Instruction 1
Answer these questions using the passage on early aeroplane experiments:
(a) What was the estimated weight of the whole machine, and what did that figure include?
(b) At which year's meeting of the Aeronautical Society of Great Britain did M. Senecal present his paper models?
(c) What size of blade revolves and rotates most steadily?
___ Supplied passage
To the lower end of each mast were to be affixed small wheels, to run down an inclined rail, in order to impart the necessary initial velocity to the apparatus, and this impulse was then to be continued by means of a steam-engine enclosed in a square compartment capable of holding the engineers. This compartment was to be located in the center of the trussed bamboo keel. The engine was to work four screw propellers' two of them vertical and two horizontal, their place of working breaking up the continuity of the longitudinal planes. The weight of the whole machine was estimated at 1500 lbs., including the motive power and the engineer.

No drawings or detailed description of this aeroplane were ever published, the inventor's idea being to keep his plans secret until he had made a success of the machine. It was never completed, for Mr. Marriott sickened and died before the apparatus was ready for trial, and his associates did not care to risk the great outlay which would have been necessary to test so large and expensive an apparatus. The weight of the motor and the equilibrium would have been the stumbling-blocks.

At the meeting of the Aeronautical Society of Great Britain for 1876 M. Senecal gave some noses on the stability of aeroplanes of different forms, which he illustrated with paper models, and these experiments are so easily reproduced that the following account of them, quoted from the report, will probably prove interesting:

He said that while planes of even width and thickness (load uniformly distributed) revolve upon their own axes, and their path of translation is rectilinear, the motions of triangular planes are much more complicated. These planes are obtained by dividing the circumference into blades of different widths. These blades, besides revolving upon their axis, rotate also round a vertical conic axis, whose base is upward, the vertex of the plane describing a spiral round the conical axis.

He found that the rate of revolution and rotation increases in direct proportion as the base and the length of the blade decreases and the length traveled over in a unit of time decreases also in the same proportion. The shifting of the center of gravity. (pressure ?) of these blades is most interesting. It was found that the center of gravity of narrow planes was near the vertex and on The edge of the plane, but recedes toward the base and axis as it widens; it also travels from the axis toward the edge and vertex as the rate of revolution increases, and possibly that, at high velocities of rotation, the center of gravity will be beyond the edge. The size of blade that revolves and rotates most steadily represents the eighteenth to the twenty-fourth part of the circumference. He also proved that by cutting a small plane out of the base it had the same effect as applying a weight at that point before cutting it. The plane will then revolve and rotate round with its base turned toward the vertical axis.

He also liberated several narrow strips of paper, showing, while revolving, nodal and ventral sections similar to musical strings in vibration, the number of aliquot parts increasing with the length of the ribbons and disappearing as the width increases.
______
Instruction 2
Report each line of the records below that contains the string "mirror".
___ Supplied information
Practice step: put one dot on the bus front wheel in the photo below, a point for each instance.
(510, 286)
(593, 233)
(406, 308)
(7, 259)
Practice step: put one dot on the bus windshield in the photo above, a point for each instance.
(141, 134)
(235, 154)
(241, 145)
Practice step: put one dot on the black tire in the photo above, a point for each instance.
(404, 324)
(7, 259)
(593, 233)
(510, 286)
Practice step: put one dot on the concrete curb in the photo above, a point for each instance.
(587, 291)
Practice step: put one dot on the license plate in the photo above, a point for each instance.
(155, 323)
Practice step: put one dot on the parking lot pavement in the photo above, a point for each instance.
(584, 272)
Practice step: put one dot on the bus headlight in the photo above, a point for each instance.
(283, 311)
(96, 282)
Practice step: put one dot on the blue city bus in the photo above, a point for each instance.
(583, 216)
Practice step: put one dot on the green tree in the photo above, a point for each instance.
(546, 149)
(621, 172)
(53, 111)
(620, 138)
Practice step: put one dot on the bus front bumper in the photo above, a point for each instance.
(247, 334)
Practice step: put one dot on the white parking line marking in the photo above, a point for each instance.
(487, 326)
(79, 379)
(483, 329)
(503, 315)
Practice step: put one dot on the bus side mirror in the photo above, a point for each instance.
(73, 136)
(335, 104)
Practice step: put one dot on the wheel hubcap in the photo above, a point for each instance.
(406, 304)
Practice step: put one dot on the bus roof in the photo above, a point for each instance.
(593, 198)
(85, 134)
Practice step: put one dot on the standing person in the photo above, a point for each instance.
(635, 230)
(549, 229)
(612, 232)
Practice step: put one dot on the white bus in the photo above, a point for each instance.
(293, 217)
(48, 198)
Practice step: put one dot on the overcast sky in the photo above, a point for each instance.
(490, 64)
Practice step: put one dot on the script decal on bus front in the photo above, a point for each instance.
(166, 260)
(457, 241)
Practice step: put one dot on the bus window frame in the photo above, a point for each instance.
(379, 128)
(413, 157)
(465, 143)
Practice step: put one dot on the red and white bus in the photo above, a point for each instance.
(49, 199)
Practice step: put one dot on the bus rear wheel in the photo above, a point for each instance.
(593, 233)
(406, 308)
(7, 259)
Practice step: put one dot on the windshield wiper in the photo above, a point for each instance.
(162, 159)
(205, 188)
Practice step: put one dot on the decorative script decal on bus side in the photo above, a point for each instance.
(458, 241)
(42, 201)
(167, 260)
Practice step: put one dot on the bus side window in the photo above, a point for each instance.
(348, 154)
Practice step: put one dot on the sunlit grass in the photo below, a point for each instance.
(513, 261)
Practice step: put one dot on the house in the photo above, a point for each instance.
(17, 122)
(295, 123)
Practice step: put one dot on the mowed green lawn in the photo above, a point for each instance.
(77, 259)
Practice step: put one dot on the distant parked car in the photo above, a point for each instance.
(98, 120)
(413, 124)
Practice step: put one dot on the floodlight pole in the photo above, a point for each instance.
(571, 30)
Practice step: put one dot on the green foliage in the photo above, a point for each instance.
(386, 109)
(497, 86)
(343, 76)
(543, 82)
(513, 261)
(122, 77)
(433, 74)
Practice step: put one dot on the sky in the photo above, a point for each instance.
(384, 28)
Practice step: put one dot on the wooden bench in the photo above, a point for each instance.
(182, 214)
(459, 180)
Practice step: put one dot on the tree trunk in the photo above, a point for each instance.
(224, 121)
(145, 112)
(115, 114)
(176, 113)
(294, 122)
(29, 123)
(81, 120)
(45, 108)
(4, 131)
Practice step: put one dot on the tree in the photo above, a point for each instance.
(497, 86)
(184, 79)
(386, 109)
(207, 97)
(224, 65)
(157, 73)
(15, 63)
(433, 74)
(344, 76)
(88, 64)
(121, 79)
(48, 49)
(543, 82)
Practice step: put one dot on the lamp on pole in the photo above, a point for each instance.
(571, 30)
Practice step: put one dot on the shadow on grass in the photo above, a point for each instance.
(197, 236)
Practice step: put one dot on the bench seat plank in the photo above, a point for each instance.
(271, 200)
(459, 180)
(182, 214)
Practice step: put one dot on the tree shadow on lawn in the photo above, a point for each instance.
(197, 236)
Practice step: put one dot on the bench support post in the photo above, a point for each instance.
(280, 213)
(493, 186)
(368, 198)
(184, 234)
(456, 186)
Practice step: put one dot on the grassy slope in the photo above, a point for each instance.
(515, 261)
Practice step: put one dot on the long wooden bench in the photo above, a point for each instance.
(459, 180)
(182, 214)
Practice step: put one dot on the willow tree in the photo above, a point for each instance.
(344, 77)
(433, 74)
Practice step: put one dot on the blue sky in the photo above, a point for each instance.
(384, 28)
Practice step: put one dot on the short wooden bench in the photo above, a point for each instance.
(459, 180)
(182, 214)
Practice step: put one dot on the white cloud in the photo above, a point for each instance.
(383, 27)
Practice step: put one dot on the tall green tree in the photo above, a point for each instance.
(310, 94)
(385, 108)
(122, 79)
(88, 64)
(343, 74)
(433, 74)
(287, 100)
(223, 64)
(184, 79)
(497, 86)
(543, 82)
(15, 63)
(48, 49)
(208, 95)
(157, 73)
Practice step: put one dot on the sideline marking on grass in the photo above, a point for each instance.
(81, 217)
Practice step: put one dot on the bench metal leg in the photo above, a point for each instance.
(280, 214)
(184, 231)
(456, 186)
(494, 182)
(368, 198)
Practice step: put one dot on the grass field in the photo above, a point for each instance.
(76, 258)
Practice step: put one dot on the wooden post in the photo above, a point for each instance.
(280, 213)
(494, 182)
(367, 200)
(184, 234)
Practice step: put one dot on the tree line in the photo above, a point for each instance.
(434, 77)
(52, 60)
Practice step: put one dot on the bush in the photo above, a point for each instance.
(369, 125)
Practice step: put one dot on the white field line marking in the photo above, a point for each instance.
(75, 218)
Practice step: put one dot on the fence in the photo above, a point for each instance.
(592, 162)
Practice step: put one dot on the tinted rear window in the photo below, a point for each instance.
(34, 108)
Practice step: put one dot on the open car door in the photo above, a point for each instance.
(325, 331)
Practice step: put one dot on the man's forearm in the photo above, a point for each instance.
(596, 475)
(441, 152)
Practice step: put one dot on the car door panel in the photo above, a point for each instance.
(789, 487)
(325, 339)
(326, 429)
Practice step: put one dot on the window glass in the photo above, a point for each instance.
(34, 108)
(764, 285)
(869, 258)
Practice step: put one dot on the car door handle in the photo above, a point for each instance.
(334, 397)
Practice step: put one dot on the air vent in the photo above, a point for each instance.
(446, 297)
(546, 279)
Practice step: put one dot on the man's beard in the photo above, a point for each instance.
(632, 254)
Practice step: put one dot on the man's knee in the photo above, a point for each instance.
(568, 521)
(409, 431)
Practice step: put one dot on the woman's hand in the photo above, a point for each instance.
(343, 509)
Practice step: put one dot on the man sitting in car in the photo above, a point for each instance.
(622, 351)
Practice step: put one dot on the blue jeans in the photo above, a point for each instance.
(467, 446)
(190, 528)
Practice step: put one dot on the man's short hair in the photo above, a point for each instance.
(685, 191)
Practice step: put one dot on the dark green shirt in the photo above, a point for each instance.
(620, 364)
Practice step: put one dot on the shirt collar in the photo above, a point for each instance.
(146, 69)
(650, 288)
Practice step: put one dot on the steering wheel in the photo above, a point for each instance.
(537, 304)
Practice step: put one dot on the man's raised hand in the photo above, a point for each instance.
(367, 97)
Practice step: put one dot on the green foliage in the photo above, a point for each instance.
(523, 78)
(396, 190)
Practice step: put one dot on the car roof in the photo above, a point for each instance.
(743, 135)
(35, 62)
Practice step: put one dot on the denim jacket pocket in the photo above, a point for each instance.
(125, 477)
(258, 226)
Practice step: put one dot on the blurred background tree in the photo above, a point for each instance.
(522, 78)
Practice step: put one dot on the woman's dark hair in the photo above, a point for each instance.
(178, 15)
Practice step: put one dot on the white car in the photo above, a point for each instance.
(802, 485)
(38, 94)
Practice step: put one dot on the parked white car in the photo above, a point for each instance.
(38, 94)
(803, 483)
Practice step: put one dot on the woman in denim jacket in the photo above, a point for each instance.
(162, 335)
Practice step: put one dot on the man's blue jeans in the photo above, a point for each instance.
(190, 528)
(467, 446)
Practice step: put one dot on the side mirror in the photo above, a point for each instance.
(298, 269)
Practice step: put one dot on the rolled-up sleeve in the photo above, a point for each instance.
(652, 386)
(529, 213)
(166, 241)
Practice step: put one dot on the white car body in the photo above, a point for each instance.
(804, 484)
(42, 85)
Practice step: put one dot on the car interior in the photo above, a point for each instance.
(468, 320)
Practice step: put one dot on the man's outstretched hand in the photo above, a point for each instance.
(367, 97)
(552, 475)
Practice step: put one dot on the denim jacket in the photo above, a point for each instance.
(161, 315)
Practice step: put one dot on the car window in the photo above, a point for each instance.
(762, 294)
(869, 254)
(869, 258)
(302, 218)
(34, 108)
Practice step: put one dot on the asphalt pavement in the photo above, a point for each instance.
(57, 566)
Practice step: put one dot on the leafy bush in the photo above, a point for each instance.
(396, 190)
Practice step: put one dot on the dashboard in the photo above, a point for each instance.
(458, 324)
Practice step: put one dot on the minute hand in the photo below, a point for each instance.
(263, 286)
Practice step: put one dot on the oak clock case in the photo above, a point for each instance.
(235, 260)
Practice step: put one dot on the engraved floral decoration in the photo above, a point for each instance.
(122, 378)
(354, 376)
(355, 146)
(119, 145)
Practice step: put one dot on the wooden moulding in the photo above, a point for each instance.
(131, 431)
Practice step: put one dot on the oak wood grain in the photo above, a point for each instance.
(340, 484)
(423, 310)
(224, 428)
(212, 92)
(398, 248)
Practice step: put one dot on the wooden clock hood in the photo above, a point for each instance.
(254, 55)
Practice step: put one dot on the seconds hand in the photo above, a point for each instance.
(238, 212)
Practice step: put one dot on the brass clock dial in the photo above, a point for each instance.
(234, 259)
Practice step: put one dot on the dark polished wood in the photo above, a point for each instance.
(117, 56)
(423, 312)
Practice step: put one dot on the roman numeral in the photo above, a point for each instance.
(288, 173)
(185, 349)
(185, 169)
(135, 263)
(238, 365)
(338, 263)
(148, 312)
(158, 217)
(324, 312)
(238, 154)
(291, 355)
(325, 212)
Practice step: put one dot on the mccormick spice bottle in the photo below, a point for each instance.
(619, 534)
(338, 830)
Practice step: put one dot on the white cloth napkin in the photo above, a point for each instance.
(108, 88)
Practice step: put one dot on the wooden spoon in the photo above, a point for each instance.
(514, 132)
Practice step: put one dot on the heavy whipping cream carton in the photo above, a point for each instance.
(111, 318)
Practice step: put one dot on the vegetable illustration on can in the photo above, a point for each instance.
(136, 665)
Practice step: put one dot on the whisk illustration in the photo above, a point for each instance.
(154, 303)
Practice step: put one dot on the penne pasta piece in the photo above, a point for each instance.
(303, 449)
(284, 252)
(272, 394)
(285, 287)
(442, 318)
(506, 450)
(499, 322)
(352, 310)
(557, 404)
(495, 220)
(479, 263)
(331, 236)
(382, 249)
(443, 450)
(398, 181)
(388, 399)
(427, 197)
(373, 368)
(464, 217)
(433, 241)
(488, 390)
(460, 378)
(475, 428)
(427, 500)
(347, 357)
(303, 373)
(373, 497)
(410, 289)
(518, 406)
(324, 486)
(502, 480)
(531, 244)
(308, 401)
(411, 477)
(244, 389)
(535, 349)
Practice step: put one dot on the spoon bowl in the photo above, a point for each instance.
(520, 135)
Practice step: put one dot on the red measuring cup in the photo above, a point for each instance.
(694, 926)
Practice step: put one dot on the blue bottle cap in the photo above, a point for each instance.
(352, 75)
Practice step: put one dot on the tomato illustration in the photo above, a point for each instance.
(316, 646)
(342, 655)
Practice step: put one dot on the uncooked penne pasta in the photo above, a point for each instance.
______
Result 1
(a) It was estimated at 1500 lbs., including the motive power and the engineer.
(b) The meeting for 1876.
(c) A blade representing the eighteenth to the twenty-fourth part of the circumference.

Result 2
Practice step: put one dot on the bus side mirror in the photo above, a point for each instance.
Practice step: put one dot on the side mirror in the photo above, a point for each instance.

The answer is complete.